# Uit te voeren
Zet alle regels van de onderstaande records in een Markdown-tabel met de kolommen Nr (het volgnummer van de regel) en Regel (de regel zelf). Laat lege regels weg.

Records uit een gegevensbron
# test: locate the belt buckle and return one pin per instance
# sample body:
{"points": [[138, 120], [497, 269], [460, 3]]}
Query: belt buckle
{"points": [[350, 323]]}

# Juist antwoord
| Nr | Regel |
|---|---|
| 1 | # test: locate the belt buckle and return one pin per instance |
| 2 | # sample body: |
| 3 | {"points": [[138, 120], [497, 269], [460, 3]]} |
| 4 | Query: belt buckle |
| 5 | {"points": [[350, 323]]} |